> **Task A**
In the mailing list exchange, what form does the second writer say existed in the protolanguage instead of *t-r-?
> **Task B**
Translate this sentence from the mailing list exchange into Spanish: "There's the Sahara to contend with."
> **Task C**
Please continue the mailing list exchange from its last sentence.

____ Reading passage

> ----- Original Message -----
> From: tgpedersen@...
> To: nostratic@...
> Sent: Wednesday, April 11, 2001 6:45 PM
> Subject: [nostratic] Re: ouralique et IE
>
>
> Yes, them dry bones... There's the Sahara to contend with.
> As for the "3" *t-r- in Niger-Congo, if you are thinking of that...
> Piotr tried to reduce it to a Proto-Bantu thing, but obviously it's
> bigger than that. But it is not omnipresent in Niger-Congo, it
occurs
> in some languages and not in others; and isn't that the situation
> you'd see if that term were borrowed?

--- In nostratic@..., "Piotr Gasiorowski" <gpiotr@...> wrote:
> Actually, it was *t-t-, not *t-r- in the protolanguage, as I have
explained before. The -r- results from t-voicing in _some_ daughter
languages.

________
____ Data listing

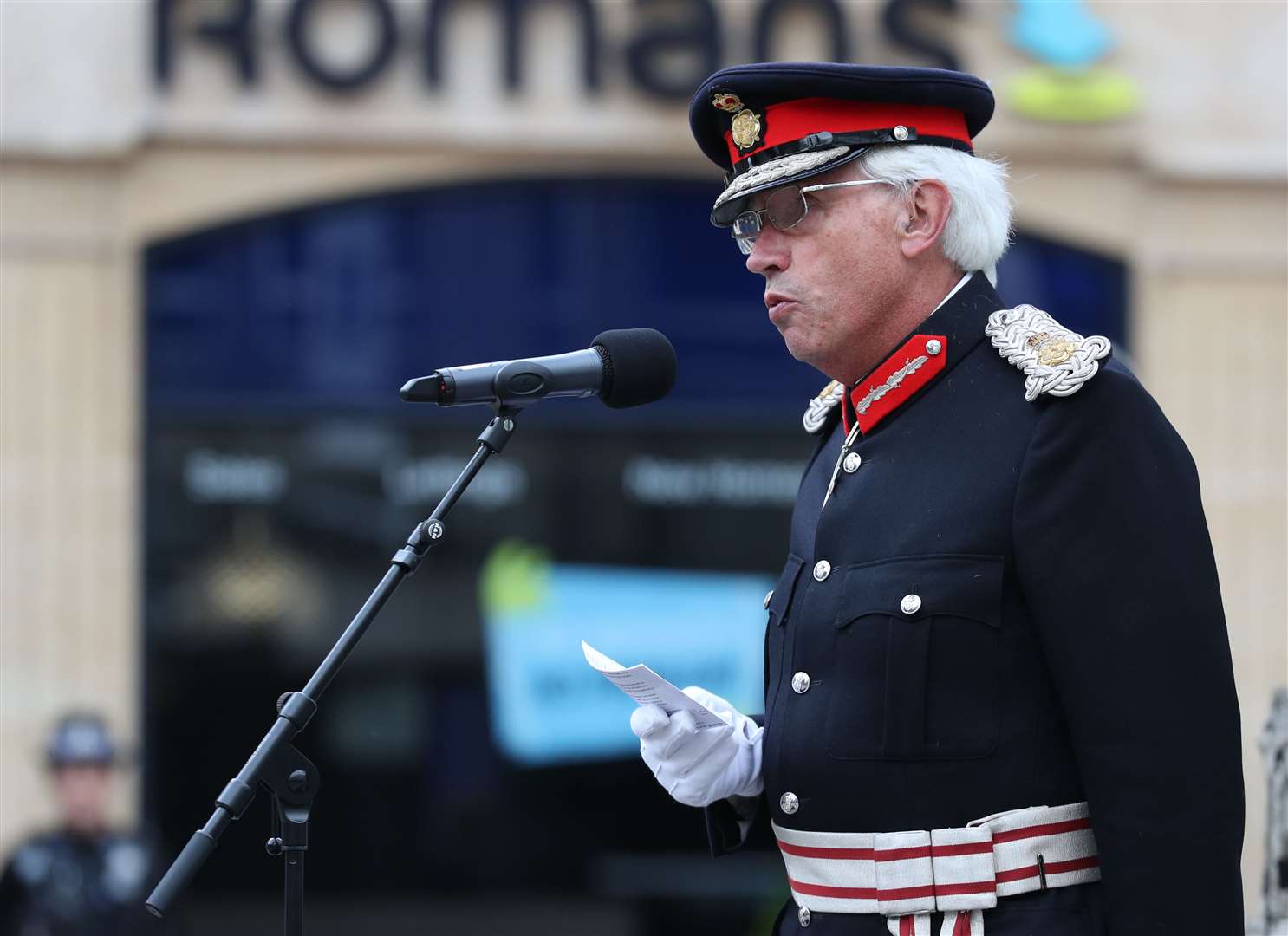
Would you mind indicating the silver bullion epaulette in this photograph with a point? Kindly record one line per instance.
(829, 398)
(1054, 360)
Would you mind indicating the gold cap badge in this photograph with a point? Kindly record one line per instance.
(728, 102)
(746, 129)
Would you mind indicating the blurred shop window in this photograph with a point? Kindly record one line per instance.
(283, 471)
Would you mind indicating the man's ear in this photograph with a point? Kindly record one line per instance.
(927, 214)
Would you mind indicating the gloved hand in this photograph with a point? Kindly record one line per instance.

________
____ Data listing

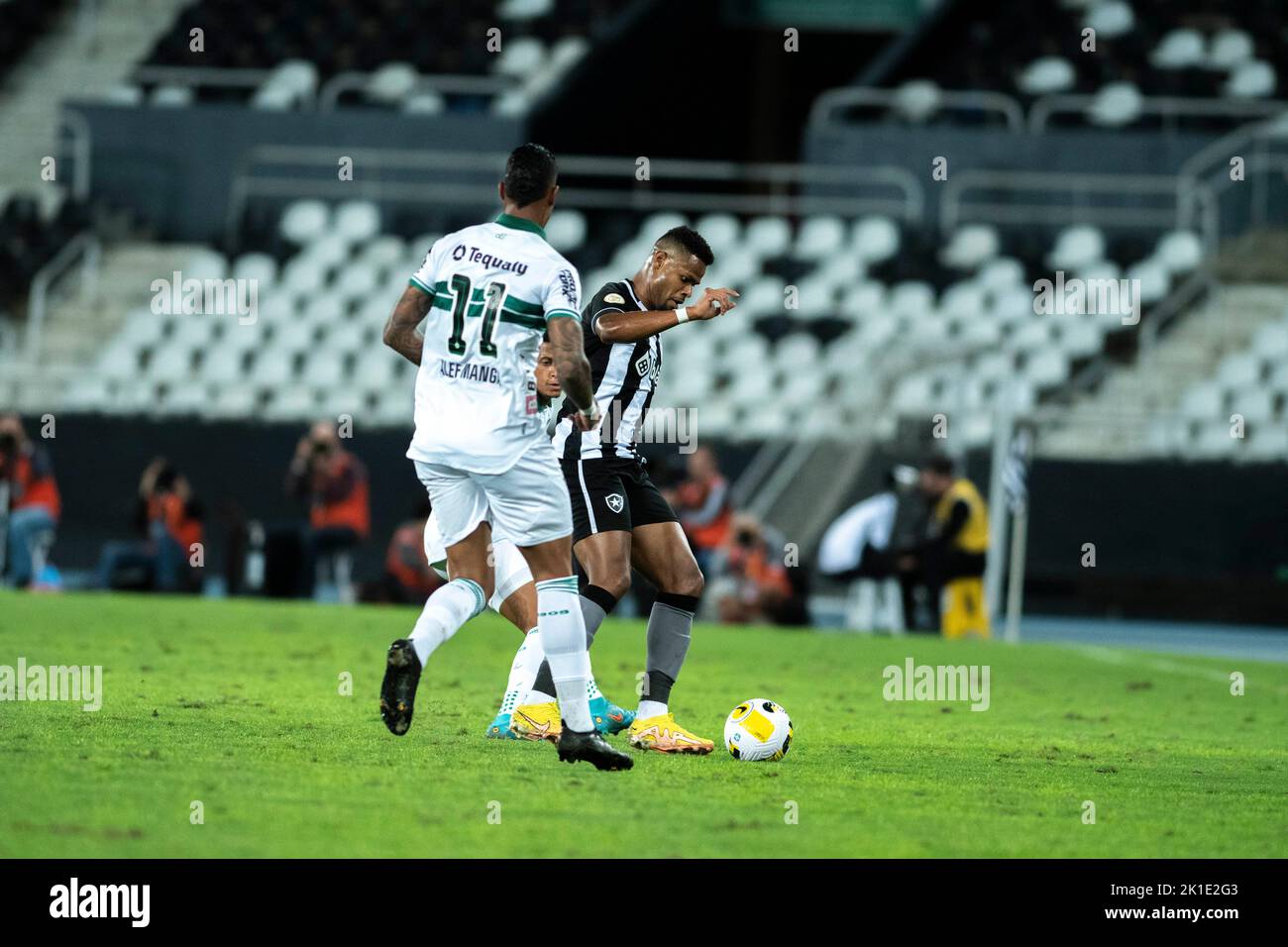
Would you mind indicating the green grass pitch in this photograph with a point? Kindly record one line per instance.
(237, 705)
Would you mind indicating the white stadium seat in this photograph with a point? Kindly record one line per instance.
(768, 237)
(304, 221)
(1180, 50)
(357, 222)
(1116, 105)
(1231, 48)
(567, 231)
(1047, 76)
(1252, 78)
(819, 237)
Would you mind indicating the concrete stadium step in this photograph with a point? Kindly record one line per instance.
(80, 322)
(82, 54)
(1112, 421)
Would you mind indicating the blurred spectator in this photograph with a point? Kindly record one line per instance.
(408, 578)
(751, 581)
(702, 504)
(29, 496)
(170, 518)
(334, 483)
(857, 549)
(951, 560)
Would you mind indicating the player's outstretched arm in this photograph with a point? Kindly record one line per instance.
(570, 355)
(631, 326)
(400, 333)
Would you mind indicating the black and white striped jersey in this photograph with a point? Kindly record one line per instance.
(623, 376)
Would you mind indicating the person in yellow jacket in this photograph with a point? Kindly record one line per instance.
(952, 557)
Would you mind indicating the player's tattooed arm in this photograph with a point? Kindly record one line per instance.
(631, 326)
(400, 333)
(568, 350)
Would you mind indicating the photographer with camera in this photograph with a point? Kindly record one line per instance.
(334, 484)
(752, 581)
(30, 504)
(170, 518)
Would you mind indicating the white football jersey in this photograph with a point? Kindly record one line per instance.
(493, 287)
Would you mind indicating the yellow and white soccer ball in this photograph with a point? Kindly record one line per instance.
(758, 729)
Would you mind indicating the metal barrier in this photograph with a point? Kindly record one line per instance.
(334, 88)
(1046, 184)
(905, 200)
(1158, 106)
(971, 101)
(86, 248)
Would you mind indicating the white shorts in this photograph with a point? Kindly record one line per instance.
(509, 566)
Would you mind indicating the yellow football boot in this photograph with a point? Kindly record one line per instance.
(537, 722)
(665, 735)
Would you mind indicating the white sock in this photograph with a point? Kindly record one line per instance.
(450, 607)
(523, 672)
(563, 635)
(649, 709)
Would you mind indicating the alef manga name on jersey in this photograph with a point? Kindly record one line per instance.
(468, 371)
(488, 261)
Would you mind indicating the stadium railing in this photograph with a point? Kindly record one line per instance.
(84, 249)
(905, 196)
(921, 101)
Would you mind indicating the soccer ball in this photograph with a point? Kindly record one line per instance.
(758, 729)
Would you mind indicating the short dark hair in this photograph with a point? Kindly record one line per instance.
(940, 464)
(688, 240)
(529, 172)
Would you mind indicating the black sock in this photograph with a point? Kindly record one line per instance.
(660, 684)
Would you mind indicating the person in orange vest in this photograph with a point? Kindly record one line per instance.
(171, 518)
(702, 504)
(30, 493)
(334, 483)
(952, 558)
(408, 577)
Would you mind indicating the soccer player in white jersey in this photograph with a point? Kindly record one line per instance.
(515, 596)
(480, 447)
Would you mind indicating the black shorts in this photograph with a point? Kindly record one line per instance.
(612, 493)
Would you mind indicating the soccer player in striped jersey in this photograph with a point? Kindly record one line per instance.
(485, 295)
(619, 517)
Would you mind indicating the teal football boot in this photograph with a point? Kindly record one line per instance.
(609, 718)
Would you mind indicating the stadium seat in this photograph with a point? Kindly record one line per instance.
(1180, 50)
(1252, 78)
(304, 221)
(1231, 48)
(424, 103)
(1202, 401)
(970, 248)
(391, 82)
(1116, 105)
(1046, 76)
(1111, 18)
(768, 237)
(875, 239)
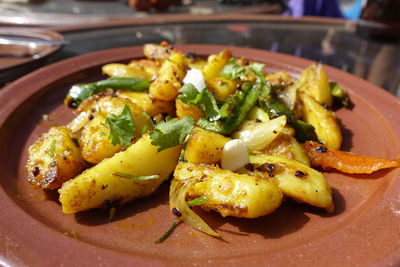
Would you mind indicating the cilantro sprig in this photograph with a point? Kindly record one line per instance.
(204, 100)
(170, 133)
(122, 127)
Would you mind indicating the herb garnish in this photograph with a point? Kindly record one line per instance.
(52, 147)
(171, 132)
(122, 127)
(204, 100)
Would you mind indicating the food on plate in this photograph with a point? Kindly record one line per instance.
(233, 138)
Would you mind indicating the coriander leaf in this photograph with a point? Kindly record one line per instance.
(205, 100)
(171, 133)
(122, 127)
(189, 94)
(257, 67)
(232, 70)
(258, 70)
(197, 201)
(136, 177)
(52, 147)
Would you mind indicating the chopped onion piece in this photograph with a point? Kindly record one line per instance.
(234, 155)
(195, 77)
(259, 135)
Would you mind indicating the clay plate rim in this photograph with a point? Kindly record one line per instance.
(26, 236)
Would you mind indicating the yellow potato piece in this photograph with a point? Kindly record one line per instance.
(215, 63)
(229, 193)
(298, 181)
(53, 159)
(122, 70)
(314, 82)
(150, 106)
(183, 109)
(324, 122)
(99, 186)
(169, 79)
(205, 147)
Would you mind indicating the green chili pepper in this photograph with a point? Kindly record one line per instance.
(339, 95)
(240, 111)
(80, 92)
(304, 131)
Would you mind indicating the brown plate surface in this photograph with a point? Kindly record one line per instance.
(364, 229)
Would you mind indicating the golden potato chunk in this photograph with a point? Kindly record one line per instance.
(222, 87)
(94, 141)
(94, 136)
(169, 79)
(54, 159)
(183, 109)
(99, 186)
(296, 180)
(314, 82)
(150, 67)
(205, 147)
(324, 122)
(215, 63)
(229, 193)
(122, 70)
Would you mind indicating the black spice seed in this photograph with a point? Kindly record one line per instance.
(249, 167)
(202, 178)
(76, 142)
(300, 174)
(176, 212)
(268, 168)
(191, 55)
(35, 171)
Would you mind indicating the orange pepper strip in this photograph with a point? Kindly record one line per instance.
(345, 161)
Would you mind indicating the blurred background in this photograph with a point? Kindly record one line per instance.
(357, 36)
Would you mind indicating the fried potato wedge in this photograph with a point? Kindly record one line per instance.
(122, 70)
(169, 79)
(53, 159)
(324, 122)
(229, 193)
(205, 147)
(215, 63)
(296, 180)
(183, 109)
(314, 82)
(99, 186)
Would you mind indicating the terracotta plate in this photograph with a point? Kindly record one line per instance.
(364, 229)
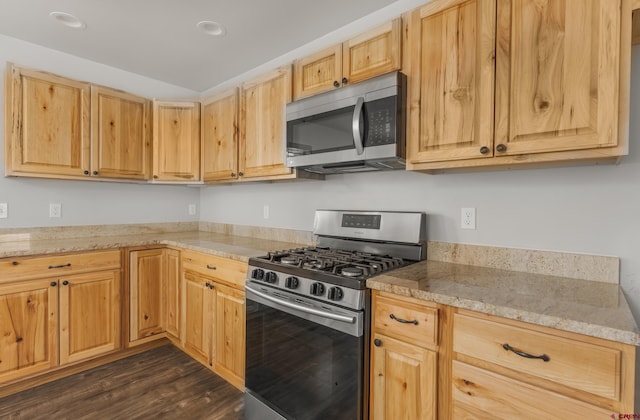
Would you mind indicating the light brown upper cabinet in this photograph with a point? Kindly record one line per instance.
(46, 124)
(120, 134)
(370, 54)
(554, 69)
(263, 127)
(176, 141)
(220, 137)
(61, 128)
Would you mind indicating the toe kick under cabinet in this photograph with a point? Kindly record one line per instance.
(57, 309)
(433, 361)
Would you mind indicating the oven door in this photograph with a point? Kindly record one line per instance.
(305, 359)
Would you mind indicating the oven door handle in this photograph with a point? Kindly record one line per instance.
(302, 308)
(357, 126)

________

> **Reply A**
*t-t-

> **Reply B**
Hay que lidiar con el Sahara.

> **Reply C**
>

This is what you wrote (explained? claimed? suggested?):

Actually, *táto` is Guthrie's Proto-Bantu reconstruction for "three".
If anyone's interested, the reconstructed Proto-Bantu numbers from 1
to 5 are as follows (capital E and O are open vowels, acute = high
tone, grave after vowel = low tone):

*mÓ
*ba`dé
*táto`
*nE`E` ~ *na`
*táánO`


This is what you find in

http://www.zompist.com/benu.htm
:


Proto-Bantu-X+ *-mó *-bàdé *-tátò *-nà *-táánò

That is not the "proto-language". It is Proto-Bantu. Bantu is part
of the Niger-Congo languages.

You did say in an earlier posting that the -r- might be derived from
a -t-. I don't think that qualifies as an "explanation"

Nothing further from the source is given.